**Challenge**
Print the entries verbatim, leaving out the images they contain.

········

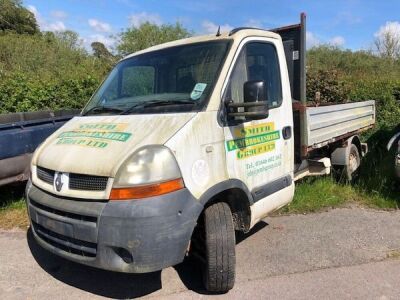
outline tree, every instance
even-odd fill
[[[117,51],[121,55],[127,55],[154,45],[183,39],[191,36],[180,23],[158,26],[146,22],[139,27],[131,27],[120,33],[120,43]]]
[[[82,49],[82,40],[79,34],[72,30],[54,32],[56,39],[71,50]]]
[[[20,0],[0,0],[0,32],[39,33],[36,18]]]
[[[400,23],[387,22],[375,34],[376,50],[381,57],[400,58]]]
[[[111,60],[114,57],[103,43],[93,42],[90,46],[92,47],[93,55],[97,58]]]

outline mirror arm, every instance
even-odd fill
[[[241,103],[233,103],[229,102],[228,107],[255,107],[255,106],[266,106],[268,105],[268,101],[258,101],[258,102],[241,102]]]

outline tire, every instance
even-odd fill
[[[346,179],[351,181],[356,177],[356,171],[361,164],[360,153],[358,152],[357,146],[354,144],[350,146],[348,161],[349,163],[344,167],[344,174]]]
[[[228,204],[219,202],[204,211],[203,282],[209,292],[225,293],[235,283],[235,230]]]

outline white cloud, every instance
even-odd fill
[[[329,44],[337,47],[342,47],[346,43],[346,40],[342,36],[335,36],[329,40]]]
[[[307,48],[312,48],[312,47],[317,47],[321,44],[321,41],[319,38],[315,36],[314,33],[311,31],[306,32],[306,45]]]
[[[111,32],[111,25],[105,22],[101,22],[96,19],[89,19],[88,20],[89,26],[97,32]]]
[[[150,14],[147,12],[130,15],[129,22],[133,27],[140,27],[140,25],[146,22],[156,25],[161,25],[163,23],[161,17],[158,14]]]
[[[28,5],[28,10],[35,15],[39,27],[43,31],[65,31],[67,28],[62,21],[48,22],[33,5]]]
[[[386,22],[381,26],[374,36],[376,38],[383,37],[385,34],[390,34],[396,39],[400,39],[400,23],[399,22]]]
[[[53,10],[53,11],[50,12],[50,15],[53,18],[61,19],[61,20],[65,19],[68,16],[68,14],[65,11],[62,11],[62,10]]]
[[[203,21],[201,24],[203,31],[206,33],[217,33],[218,27],[221,26],[221,32],[231,31],[233,27],[229,24],[217,25],[211,21]]]
[[[260,20],[256,20],[256,19],[250,19],[248,20],[244,26],[246,27],[254,27],[254,28],[262,28],[262,22]]]

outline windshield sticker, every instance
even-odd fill
[[[131,133],[123,132],[127,123],[86,123],[79,124],[71,131],[62,132],[57,145],[77,145],[93,148],[105,148],[109,142],[126,142]]]
[[[233,138],[226,142],[227,151],[236,150],[237,159],[246,159],[275,150],[280,132],[275,130],[275,123],[270,122],[237,128],[233,131]]]
[[[197,83],[194,86],[193,91],[190,93],[190,99],[199,100],[206,87],[207,87],[206,83]]]

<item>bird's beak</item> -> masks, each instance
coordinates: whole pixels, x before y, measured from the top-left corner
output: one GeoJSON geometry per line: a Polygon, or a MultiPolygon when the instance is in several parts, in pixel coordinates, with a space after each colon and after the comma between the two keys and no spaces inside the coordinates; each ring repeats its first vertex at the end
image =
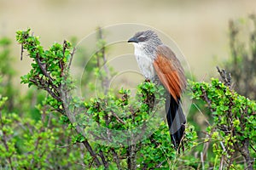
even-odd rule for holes
{"type": "Polygon", "coordinates": [[[138,42],[137,37],[131,37],[128,40],[128,42],[138,42]]]}

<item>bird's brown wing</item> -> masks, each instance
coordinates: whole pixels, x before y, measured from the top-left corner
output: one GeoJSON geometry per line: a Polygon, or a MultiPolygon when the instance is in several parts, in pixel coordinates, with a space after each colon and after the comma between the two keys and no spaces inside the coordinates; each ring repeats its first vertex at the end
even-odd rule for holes
{"type": "Polygon", "coordinates": [[[158,46],[154,67],[162,84],[177,101],[186,86],[186,79],[179,60],[167,46],[158,46]]]}

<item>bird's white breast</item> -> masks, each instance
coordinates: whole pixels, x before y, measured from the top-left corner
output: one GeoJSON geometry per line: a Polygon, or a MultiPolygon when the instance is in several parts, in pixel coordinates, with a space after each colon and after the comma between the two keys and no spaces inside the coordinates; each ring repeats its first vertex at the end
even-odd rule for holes
{"type": "Polygon", "coordinates": [[[153,65],[153,57],[147,55],[143,50],[141,49],[141,47],[138,44],[135,43],[134,47],[134,54],[141,72],[146,79],[153,81],[155,76],[155,71],[153,65]]]}

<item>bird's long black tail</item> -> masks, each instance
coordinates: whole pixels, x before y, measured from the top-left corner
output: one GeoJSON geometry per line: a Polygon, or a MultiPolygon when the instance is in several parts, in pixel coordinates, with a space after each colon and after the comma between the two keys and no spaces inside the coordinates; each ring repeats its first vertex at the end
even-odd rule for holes
{"type": "Polygon", "coordinates": [[[176,150],[184,134],[186,118],[181,107],[180,99],[177,101],[171,95],[166,101],[166,118],[172,142],[176,150]]]}

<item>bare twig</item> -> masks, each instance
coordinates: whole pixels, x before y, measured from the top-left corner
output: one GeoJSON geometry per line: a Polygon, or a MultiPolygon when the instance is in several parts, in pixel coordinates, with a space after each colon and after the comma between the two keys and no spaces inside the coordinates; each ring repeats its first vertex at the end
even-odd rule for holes
{"type": "Polygon", "coordinates": [[[118,120],[118,122],[123,123],[124,125],[125,124],[125,122],[120,119],[114,111],[111,110],[111,113],[118,120]]]}
{"type": "Polygon", "coordinates": [[[92,150],[90,144],[89,144],[88,140],[84,140],[83,142],[83,144],[85,146],[85,148],[87,149],[87,150],[89,151],[90,155],[94,157],[94,161],[96,162],[96,164],[99,167],[102,165],[101,162],[99,161],[99,159],[97,158],[97,155],[95,153],[95,151],[92,150]]]}
{"type": "Polygon", "coordinates": [[[117,153],[115,152],[115,150],[114,150],[113,148],[112,148],[111,150],[112,150],[113,157],[113,160],[114,160],[115,162],[116,162],[116,166],[117,166],[118,169],[119,169],[119,170],[122,169],[122,168],[121,168],[121,165],[120,165],[120,161],[119,161],[119,156],[117,155],[117,153]]]}
{"type": "Polygon", "coordinates": [[[216,66],[218,72],[219,73],[224,85],[228,86],[229,88],[231,87],[231,74],[229,72],[227,73],[225,70],[221,70],[218,66],[216,66]]]}

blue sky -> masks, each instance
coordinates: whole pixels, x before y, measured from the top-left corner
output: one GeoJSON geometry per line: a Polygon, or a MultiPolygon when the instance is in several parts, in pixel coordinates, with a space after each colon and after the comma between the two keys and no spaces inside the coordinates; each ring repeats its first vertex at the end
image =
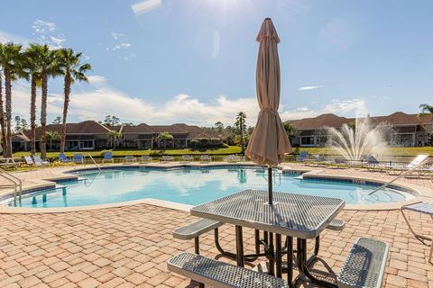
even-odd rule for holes
{"type": "MultiPolygon", "coordinates": [[[[281,40],[283,120],[334,112],[418,112],[433,95],[433,2],[313,0],[7,1],[0,41],[82,51],[90,84],[72,88],[70,121],[233,123],[256,119],[255,36],[281,40]]],[[[26,117],[28,85],[14,86],[26,117]]],[[[61,80],[49,115],[60,114],[61,80]]]]}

········

**Written answer**
outline tree, every instance
even-odd fill
[[[117,51],[121,55],[127,55],[154,45],[183,39],[191,36],[180,23],[158,26],[146,22],[139,27],[131,27],[120,33],[120,43]]]
[[[82,49],[82,40],[79,34],[72,30],[54,32],[56,39],[71,50]]]
[[[20,0],[0,0],[0,32],[39,33],[36,18]]]
[[[400,23],[387,22],[375,34],[376,50],[381,57],[400,58]]]
[[[111,60],[114,57],[103,43],[93,42],[90,46],[92,47],[93,55],[97,58]]]

outline mirror arm, every instance
even-odd fill
[[[241,103],[233,103],[229,102],[228,107],[255,107],[255,106],[266,106],[268,105],[268,101],[258,101],[258,102],[241,102]]]

outline tire, every instance
even-odd fill
[[[346,179],[351,181],[356,177],[356,171],[361,164],[360,153],[358,152],[357,146],[354,144],[350,146],[348,161],[349,163],[344,167],[344,174]]]
[[[228,204],[219,202],[204,211],[203,282],[209,292],[225,293],[235,283],[235,230]]]

outline white cloud, every instance
even-odd fill
[[[329,44],[337,47],[342,47],[346,43],[346,40],[342,36],[335,36],[329,40]]]
[[[307,48],[312,48],[312,47],[317,47],[321,44],[321,41],[319,38],[315,36],[314,33],[311,31],[306,32],[306,45]]]
[[[111,32],[111,25],[105,22],[101,22],[96,19],[89,19],[88,20],[89,26],[97,32]]]
[[[150,14],[147,12],[130,15],[129,22],[133,27],[140,27],[140,25],[146,22],[156,25],[161,25],[163,23],[161,17],[158,14]]]
[[[28,5],[28,10],[35,15],[39,27],[43,31],[65,31],[67,28],[62,21],[48,22],[33,5]]]
[[[386,22],[381,26],[374,36],[376,38],[383,37],[385,34],[390,34],[396,39],[400,39],[400,23],[399,22]]]
[[[53,10],[53,11],[50,12],[50,15],[53,18],[61,19],[61,20],[65,19],[68,16],[68,14],[65,11],[62,11],[62,10]]]
[[[203,21],[201,24],[203,31],[206,33],[217,33],[218,27],[221,26],[221,32],[231,31],[233,27],[229,24],[217,25],[211,21]]]
[[[260,20],[256,20],[256,19],[250,19],[248,20],[244,26],[246,27],[254,27],[254,28],[262,28],[262,22]]]

outline windshield sticker, every instance
even-odd fill
[[[131,133],[123,132],[127,123],[86,123],[79,124],[71,131],[62,132],[57,145],[77,145],[93,148],[105,148],[109,142],[126,142]]]
[[[233,138],[226,142],[227,151],[236,150],[237,159],[246,159],[275,150],[280,132],[275,130],[275,123],[270,122],[237,128],[233,131]]]
[[[197,83],[194,86],[193,91],[190,93],[190,99],[199,100],[206,87],[207,87],[206,83]]]

<item>bird's beak</item> -> masks, each instance
coordinates: whole pixels, x before y, measured from the top-left corner
output: one GeoJSON geometry per line: a Polygon, or a MultiPolygon when the instance is in several parts, in pixel coordinates, with a space after each colon and after the comma between the two keys and no spaces inside the coordinates; each ring repeats its first vertex at the end
image =
even-odd rule for holes
{"type": "Polygon", "coordinates": [[[138,42],[137,37],[131,37],[128,40],[128,42],[138,42]]]}

<item>bird's brown wing</item> -> masks, each instance
coordinates: whole pixels, x before y, measured from the top-left corner
output: one GeoJSON geometry per line: a Polygon, or a MultiPolygon when the instance is in several parts, in pixel coordinates, with a space after each colon and after the comma between the two keys and no spaces inside the coordinates; each ring repeats its first vertex at the end
even-odd rule for holes
{"type": "Polygon", "coordinates": [[[158,46],[154,67],[162,84],[177,101],[186,86],[186,79],[179,60],[167,46],[158,46]]]}

<item>bird's white breast</item> -> masks, each instance
coordinates: whole pixels, x before y, measured from the top-left corner
output: one GeoJSON geometry per line: a Polygon, or a MultiPolygon when the instance is in several parts, in pixel coordinates, with a space after each colon and after the comma between the two keys and no spaces inside the coordinates; each ring repeats its first vertex at the end
even-odd rule for holes
{"type": "Polygon", "coordinates": [[[153,65],[153,57],[147,55],[143,50],[141,49],[141,47],[138,44],[135,43],[134,47],[134,54],[141,72],[146,79],[153,81],[155,76],[155,71],[153,65]]]}

<item>bird's long black tail</item> -> masks, each instance
coordinates: whole pixels, x before y, measured from the top-left corner
output: one GeoJSON geometry per line: a Polygon, or a MultiPolygon when the instance is in several parts, in pixel coordinates, with a space after each colon and after the comma between the two keys and no spaces inside the coordinates; each ring repeats its first vertex at the end
even-odd rule for holes
{"type": "Polygon", "coordinates": [[[176,150],[184,134],[186,118],[181,107],[180,99],[177,101],[171,95],[166,101],[166,118],[172,142],[176,150]]]}

<item>bare twig</item> -> masks, each instance
coordinates: whole pixels, x before y, measured from the top-left corner
output: one GeoJSON geometry per line: a Polygon, or a MultiPolygon when the instance is in several parts, in pixel coordinates, with a space after each colon and after the comma between the two keys and no spaces inside the coordinates; each ring repeats its first vertex at the end
even-odd rule for holes
{"type": "Polygon", "coordinates": [[[118,120],[118,122],[123,123],[124,125],[125,124],[125,122],[120,119],[114,111],[111,110],[111,113],[118,120]]]}
{"type": "Polygon", "coordinates": [[[92,150],[90,144],[89,144],[88,140],[84,140],[83,142],[83,144],[85,146],[85,148],[87,149],[87,150],[89,151],[90,155],[94,157],[94,161],[96,162],[96,164],[99,167],[102,165],[101,162],[99,161],[99,159],[97,158],[97,155],[95,153],[95,151],[92,150]]]}
{"type": "Polygon", "coordinates": [[[117,153],[115,152],[115,150],[114,150],[113,148],[112,148],[111,150],[112,150],[113,157],[113,160],[114,160],[115,162],[116,162],[116,166],[117,166],[118,169],[119,169],[119,170],[122,169],[122,168],[121,168],[121,165],[120,165],[120,161],[119,161],[119,156],[117,155],[117,153]]]}
{"type": "Polygon", "coordinates": [[[216,66],[218,72],[219,73],[224,85],[228,86],[229,88],[231,87],[231,74],[229,72],[227,73],[225,70],[221,70],[218,66],[216,66]]]}

blue sky -> masks, each instance
coordinates: whole pixels, x before y, measured from the top-left corner
output: one GeoJSON geometry per line: a Polygon, or a MultiPolygon when the instance is in several parts, in pixel coordinates, with a space after each colon and after the comma between the two keys and no spaces inside the coordinates; each ring repeats its first vertex at the end
image =
even-odd rule for holes
{"type": "MultiPolygon", "coordinates": [[[[281,40],[283,120],[334,112],[418,112],[433,95],[433,2],[313,0],[7,1],[0,41],[82,51],[90,84],[72,88],[70,121],[233,123],[256,119],[255,36],[281,40]]],[[[26,117],[28,85],[14,86],[26,117]]],[[[61,80],[49,115],[60,114],[61,80]]]]}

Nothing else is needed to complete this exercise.